“You weren’t very nice, but I’m sorry you’re dead”
The park is “such a peaceful place,” according to Timmy Robinson’s mother in Andrew Currie’s Fido (2007), but lurking within its pristine bushes and lush flower gardens are sinister secrets. Happy events are supposed to take place in community parks, but in Willard, the park has become a space of abjection, as well as the location for casual baseball games, a common pastime that is normally the mainstay of Western recreation. In this narrative, the park, the players, the game, and even the ball have become abject objects, tainted with blood.
The baseball abjectification begins when Timmy’s dad is too busy to play ball with him, and heads out one Saturday morning to hit golf balls on the driving range. Strike one for Mr. Robinson. Timmy enlists their Zombie, Fido, to play with him instead. Fido is not very coordinated and seems unable to catch the ball, so Timmy tells him, “You play like a girl,” and later in exasperation, “If you can’t catch it, you gotta go fetch it” (Fido). These two references, likening Fido to a girl or female who is an “other” in patriarchal thinking, and a pet, alluding to the animalistic and lower-than-human, set the stage for a drama that will turn the game of baseball upside down.
Timmy has invited a Zombie — an abject non-human creature who threatens the good citizens of Willard with their Zombified “alienated and/or dehumanized state of being” (Ross), to enter into the prosaic ball game with him. Baseball symbolizes all that is ordinary, safe, and comforting to the stereotypical American family. Timmy’s baseball gets lost in the bushes and trapped under the walker of Mrs. Henderson, who is spying on someone to whom she declares, “Disgusting” and “If your mother could see you now” (Fido). These sentiments foreshadow words that will ironically personify herself. Her character is the cranky hypocrite, a stereotyped grouchy old woman, who has scolded Timmy earlier in the film by ordering him to put his bike away, even though she has no authority to do so. That and her spying also characterize her as a nosey-parker, busy-body type who invades others’ spaces without their permission, making her an abject person even before she becomes a Zombie. When she hits Fido with her walker, unhooking his collar, her grumpy intrusiveness unleashes a monster that devours her, fully transforming her into a non-human. An arm is severed from her bloody body, just the sort of body part that is needed for a nice game of baseball. Her pitching days are over, and the bloody baseball, left as an abject token at the scene of Fido’s transgression, marks the spot where events crossed over into left field.

» WHAT THIS TASK INVOLVES:
Reproduce the passage on the film Fido from "The baseball abjectification" to "baseball upside down.", preserving every word and punctuation mark.

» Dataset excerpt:
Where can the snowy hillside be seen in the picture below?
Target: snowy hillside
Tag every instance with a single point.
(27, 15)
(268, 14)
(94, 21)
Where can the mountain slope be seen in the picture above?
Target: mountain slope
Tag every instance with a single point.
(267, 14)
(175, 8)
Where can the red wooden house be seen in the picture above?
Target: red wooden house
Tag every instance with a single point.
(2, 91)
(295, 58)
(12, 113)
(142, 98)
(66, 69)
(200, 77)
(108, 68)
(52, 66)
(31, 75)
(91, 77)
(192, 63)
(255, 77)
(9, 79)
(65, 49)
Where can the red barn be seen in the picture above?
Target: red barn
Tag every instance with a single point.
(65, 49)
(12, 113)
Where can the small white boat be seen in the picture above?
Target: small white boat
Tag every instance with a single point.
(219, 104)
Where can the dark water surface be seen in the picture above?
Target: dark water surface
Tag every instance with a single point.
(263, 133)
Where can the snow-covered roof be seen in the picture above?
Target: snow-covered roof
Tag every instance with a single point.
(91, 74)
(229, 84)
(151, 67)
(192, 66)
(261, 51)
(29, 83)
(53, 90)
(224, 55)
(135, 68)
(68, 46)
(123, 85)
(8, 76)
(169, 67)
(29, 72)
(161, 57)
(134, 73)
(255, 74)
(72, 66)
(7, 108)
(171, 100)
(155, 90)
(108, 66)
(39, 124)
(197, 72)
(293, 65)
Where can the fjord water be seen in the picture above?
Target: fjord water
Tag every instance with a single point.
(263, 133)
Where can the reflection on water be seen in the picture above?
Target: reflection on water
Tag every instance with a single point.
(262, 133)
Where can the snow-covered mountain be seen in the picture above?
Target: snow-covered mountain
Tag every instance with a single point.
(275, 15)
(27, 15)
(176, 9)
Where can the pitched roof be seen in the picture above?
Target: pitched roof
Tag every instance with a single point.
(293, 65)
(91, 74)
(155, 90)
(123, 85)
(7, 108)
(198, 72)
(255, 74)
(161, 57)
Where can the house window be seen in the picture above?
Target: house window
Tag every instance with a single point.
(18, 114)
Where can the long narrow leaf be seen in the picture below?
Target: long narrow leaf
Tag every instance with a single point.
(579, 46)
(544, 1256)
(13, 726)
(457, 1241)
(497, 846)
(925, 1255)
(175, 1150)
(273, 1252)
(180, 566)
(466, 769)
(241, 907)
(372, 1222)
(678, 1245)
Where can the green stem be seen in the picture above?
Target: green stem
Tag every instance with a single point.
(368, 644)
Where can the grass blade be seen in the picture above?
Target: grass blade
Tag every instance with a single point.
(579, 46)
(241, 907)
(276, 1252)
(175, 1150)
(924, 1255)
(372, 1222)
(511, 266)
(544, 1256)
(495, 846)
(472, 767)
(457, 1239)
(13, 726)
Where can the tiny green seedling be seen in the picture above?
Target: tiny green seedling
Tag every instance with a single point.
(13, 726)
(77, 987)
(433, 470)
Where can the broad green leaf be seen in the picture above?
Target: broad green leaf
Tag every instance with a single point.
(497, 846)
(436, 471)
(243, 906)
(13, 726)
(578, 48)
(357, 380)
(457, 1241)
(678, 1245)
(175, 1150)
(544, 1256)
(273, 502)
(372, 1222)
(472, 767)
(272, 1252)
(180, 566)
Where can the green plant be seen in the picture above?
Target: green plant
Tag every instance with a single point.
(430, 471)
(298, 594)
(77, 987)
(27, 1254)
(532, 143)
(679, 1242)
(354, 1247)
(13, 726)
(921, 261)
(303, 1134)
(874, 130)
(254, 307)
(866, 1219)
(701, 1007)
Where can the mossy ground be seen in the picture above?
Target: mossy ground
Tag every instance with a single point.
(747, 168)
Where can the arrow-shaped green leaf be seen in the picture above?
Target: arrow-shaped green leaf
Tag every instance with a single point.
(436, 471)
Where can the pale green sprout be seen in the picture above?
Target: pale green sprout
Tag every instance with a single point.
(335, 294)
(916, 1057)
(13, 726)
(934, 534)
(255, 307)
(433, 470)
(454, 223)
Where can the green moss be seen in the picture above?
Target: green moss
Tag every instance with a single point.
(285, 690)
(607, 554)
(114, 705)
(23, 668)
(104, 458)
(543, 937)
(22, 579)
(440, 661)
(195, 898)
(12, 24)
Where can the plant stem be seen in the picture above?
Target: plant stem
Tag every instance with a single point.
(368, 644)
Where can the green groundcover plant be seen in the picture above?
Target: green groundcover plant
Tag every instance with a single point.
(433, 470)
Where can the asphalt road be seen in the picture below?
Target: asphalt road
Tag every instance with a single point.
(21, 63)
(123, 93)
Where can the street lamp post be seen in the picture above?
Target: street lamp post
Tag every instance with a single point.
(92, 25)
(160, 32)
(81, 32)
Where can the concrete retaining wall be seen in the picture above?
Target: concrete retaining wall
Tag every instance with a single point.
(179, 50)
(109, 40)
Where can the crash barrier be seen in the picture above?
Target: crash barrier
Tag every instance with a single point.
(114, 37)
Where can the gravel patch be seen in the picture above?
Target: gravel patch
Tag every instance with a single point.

» ANSWER BELOW:
The baseball abjectification begins when Timmy’s dad is too busy to play ball with him, and heads out one Saturday morning to hit golf balls on the driving range. Strike one for Mr. Robinson. Timmy enlists their Zombie, Fido, to play with him instead. Fido is not very coordinated and seems unable to catch the ball, so Timmy tells him, “You play like a girl,” and later in exasperation, “If you can’t catch it, you gotta go fetch it” (Fido). These two references, likening Fido to a girl or female who is an “other” in patriarchal thinking, and a pet, alluding to the animalistic and lower-than-human, set the stage for a drama that will turn the game of baseball upside down.